- Work instructions -
Could you reproduce, word for word, the passage of the text below on The Breakfast Group exhibition between "Online Events" and "in the studio.", inclusive?

- Text for analysis -
▼▼▼
The Breakfast Group – A Second Cup of Coffee in Carmel

Online Events

A Virtual Artists Reception with The Breakfast Group was held Friday, November 6, 2020 – watch the video here

A Virtual Breakfast with The Breakfast Group was held Saturday, November 14, 2020 watch the video here.

Curator’s Statement

When a group of artists first gathered in Berkeley in the 1960s, they came together to talk about studios, exhibitions, teaching, politics, and sports. The conversations started early in the morning, and coffee fueled breakfast and the following hours in the studio.

It might have surprised that small circle of friends – Elmer Bischoff, Erle Loran, and Sidney Gordin – but just as they invited others to join in, to share news and debate process, this long reaching chain of camaraderie would stretch over half a century.

The Carl Cherry Center for the Arts has just such a deep history also, and when the Breakfast Group first came to exhibit seven years ago, it was pure pleasure to sit down to breakfast with a Carmel cohort. The opportunity to bring visions to the wall and interests to the table is an energizing course.

As the Breakfast Group returns today, it is in a drastically shifted landscape. In the midst of a global pandemic, the distance between is no longer measured in miles but in feet. Nonetheless, artists still get to the real work of the studio: painting, drawing, printmaking, photography, and sculpture –  vividly developed, even if realized under compromised circumstances.

The weekly breakfasts of the Group have been suspended. That measure of the week, that marker that has punctuated lives for years, some even decades, has vanished. Sheltering in place during a global pandemic has altered time. It has lengthened. It has dissolved. It has suddenly rushed by. It has evaporated. Throughout this bending time, the artists have sought the possible: congregating via video conference, recording studio visits, publishing catalogues.

Stepping into a hybrid experience, some work can be viewed quietly in near-solitude in the gallery. And then, all work can be considered slowly, online, as the luminous pixels are pondered.

What remains unshakable is the dedication to art, support of fellowship, and open exchange. The Breakfast Group may only sit down together in spirit at the table in Carmel, but it is virtually a place to savor a second cup of coffee.
▲▲▲
- Data excerpts -
▼▼▼
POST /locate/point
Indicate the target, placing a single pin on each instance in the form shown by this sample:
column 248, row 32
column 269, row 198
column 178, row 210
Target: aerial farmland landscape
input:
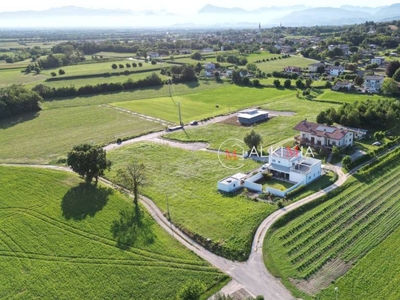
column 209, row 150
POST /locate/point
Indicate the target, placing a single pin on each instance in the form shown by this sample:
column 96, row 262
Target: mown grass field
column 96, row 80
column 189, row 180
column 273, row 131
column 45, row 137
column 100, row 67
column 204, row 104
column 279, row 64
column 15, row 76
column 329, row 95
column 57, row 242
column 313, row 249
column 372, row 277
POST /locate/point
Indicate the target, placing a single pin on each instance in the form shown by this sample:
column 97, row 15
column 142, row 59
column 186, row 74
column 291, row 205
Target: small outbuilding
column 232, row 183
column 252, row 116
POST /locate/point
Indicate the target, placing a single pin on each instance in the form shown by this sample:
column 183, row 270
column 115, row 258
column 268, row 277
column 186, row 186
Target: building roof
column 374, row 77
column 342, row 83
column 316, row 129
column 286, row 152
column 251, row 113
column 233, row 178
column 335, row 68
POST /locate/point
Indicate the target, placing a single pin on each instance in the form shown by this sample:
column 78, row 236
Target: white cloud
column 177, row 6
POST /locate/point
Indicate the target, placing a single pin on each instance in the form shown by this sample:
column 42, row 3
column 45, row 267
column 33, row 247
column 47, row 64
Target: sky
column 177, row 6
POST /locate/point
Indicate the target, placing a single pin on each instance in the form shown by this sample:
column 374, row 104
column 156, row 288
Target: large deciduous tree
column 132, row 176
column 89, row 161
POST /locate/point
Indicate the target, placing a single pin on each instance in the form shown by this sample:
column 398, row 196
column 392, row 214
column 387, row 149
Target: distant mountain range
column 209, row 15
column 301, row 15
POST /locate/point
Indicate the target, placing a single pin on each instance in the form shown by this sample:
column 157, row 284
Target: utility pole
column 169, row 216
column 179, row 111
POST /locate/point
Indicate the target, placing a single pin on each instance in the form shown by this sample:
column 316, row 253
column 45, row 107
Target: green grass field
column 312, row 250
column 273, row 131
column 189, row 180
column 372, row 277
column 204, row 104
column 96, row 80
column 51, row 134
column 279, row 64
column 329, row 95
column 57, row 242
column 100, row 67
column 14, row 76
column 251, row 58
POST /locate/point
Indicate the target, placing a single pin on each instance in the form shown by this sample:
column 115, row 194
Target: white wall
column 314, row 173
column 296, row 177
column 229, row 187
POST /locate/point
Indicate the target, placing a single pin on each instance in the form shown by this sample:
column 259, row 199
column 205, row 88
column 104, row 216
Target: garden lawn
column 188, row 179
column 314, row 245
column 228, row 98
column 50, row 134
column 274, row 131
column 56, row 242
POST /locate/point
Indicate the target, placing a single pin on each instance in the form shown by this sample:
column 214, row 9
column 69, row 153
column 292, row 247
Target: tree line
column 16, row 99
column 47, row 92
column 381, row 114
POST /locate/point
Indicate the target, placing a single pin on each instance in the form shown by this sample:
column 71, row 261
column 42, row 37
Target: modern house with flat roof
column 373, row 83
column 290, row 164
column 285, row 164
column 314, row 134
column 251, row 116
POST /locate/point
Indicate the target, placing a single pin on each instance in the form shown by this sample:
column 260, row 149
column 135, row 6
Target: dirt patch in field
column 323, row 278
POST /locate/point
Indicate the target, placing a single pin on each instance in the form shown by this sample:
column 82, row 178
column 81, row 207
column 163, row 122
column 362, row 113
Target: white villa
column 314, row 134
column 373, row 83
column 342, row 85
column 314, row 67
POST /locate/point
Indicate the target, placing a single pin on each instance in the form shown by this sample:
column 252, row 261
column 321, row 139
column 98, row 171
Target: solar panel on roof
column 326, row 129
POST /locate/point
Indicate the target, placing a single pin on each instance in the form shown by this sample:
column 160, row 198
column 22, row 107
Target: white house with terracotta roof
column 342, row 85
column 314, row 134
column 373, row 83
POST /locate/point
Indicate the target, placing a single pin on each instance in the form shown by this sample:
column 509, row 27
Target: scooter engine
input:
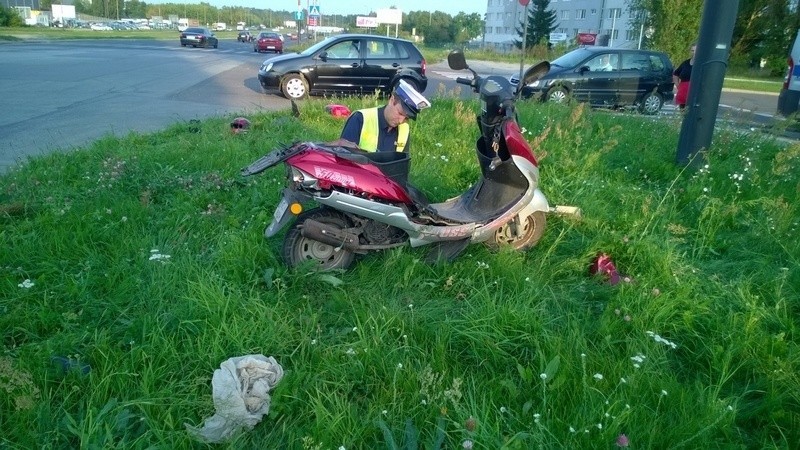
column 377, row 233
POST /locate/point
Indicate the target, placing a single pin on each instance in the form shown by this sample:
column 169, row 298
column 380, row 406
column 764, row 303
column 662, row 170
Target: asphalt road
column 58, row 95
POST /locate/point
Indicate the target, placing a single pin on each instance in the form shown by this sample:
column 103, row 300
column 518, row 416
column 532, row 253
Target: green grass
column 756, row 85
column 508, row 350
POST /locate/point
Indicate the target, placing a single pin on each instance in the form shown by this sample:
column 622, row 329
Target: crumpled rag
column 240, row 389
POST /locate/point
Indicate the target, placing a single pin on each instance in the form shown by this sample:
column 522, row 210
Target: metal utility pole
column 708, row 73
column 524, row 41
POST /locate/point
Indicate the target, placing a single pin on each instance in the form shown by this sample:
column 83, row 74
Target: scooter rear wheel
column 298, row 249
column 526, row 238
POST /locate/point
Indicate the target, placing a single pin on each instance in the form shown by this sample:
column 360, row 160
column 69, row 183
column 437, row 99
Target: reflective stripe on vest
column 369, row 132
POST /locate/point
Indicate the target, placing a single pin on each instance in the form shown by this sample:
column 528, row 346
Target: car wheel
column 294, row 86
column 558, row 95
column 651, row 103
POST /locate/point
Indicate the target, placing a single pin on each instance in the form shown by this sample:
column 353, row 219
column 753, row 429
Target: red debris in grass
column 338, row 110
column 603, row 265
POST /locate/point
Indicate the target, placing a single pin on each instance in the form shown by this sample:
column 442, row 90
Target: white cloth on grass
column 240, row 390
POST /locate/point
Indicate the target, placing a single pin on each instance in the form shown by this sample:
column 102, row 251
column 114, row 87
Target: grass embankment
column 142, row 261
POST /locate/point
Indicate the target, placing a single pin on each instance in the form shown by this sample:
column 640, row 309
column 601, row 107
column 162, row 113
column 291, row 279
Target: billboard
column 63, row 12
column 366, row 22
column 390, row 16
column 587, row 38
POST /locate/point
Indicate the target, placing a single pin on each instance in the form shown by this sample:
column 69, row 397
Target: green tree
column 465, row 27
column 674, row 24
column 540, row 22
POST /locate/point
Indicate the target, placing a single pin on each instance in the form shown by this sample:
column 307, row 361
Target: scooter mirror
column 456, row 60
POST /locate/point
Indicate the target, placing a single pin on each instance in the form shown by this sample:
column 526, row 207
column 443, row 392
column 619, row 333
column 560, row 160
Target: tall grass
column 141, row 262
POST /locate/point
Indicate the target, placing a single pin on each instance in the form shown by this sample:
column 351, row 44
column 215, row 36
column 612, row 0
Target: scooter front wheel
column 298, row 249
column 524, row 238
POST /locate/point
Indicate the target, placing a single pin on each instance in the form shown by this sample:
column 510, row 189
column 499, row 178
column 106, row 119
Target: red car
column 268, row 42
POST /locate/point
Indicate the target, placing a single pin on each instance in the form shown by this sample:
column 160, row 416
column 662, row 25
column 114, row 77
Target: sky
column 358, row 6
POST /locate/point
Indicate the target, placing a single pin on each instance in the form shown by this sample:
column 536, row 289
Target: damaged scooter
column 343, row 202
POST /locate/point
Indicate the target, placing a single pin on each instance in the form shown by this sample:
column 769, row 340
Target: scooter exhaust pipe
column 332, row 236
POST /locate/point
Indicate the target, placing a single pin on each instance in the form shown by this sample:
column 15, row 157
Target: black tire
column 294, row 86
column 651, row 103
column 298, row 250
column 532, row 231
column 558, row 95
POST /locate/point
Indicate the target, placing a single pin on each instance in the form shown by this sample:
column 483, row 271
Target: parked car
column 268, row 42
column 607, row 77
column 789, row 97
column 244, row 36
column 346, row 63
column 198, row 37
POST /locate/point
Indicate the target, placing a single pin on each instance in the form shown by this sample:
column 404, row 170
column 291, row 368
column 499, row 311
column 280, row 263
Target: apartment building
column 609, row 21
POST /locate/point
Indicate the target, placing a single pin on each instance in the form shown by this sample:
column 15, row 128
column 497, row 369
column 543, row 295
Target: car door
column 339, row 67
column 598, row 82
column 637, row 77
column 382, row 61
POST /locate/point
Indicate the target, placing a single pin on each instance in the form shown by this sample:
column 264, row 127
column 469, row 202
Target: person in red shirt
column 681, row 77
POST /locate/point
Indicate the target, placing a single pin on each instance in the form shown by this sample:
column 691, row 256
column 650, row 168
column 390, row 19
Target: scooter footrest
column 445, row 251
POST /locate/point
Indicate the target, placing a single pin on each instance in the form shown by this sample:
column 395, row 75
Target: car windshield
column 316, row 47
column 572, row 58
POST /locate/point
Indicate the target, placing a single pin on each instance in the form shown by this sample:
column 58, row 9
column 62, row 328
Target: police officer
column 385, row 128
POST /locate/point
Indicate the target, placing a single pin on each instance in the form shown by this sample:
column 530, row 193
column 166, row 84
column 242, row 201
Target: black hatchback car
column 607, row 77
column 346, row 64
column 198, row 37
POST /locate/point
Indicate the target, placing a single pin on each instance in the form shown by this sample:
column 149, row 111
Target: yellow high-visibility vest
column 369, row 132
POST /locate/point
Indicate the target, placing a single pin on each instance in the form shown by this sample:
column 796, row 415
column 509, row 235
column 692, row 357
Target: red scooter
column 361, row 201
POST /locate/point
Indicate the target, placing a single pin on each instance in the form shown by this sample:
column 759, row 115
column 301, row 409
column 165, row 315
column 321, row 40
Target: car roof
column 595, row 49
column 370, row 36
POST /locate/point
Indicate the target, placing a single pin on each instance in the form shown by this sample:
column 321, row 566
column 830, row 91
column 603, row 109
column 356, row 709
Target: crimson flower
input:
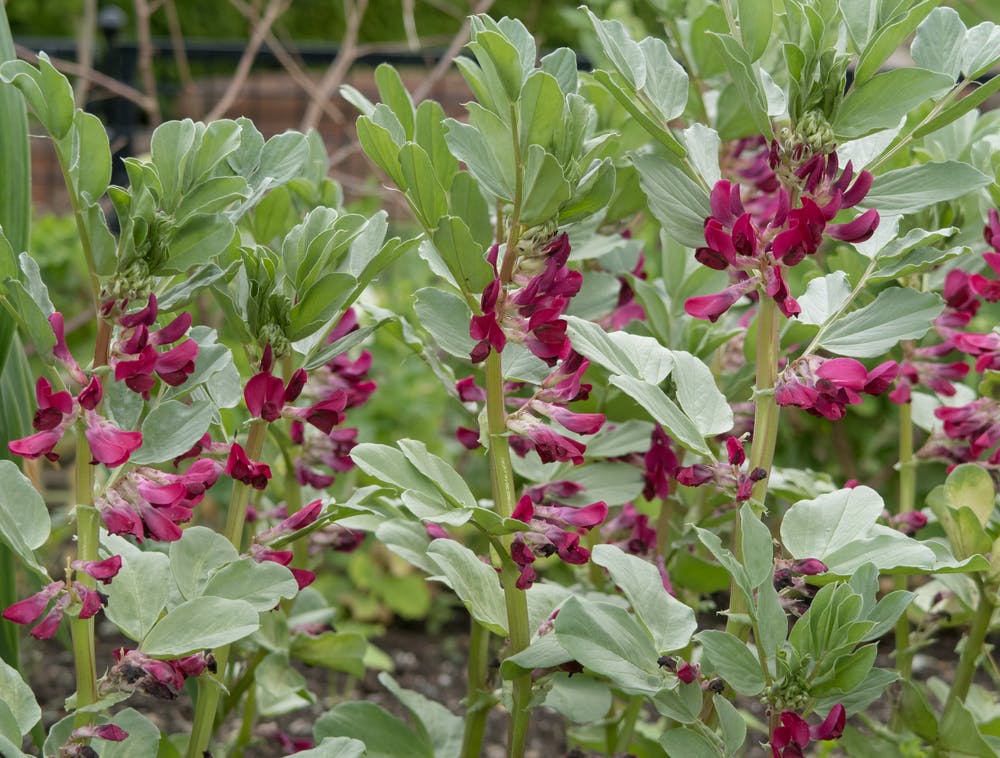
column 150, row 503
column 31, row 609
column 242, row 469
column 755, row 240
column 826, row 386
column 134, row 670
▲▲▲
- Solution to this exercise -
Online Events

A Virtual Artists Reception with The Breakfast Group was held Friday, November 6, 2020 – watch the video here

A Virtual Breakfast with The Breakfast Group was held Saturday, November 14, 2020 watch the video here.

Curator’s Statement

When a group of artists first gathered in Berkeley in the 1960s, they came together to talk about studios, exhibitions, teaching, politics, and sports. The conversations started early in the morning, and coffee fueled breakfast and the following hours in the studio.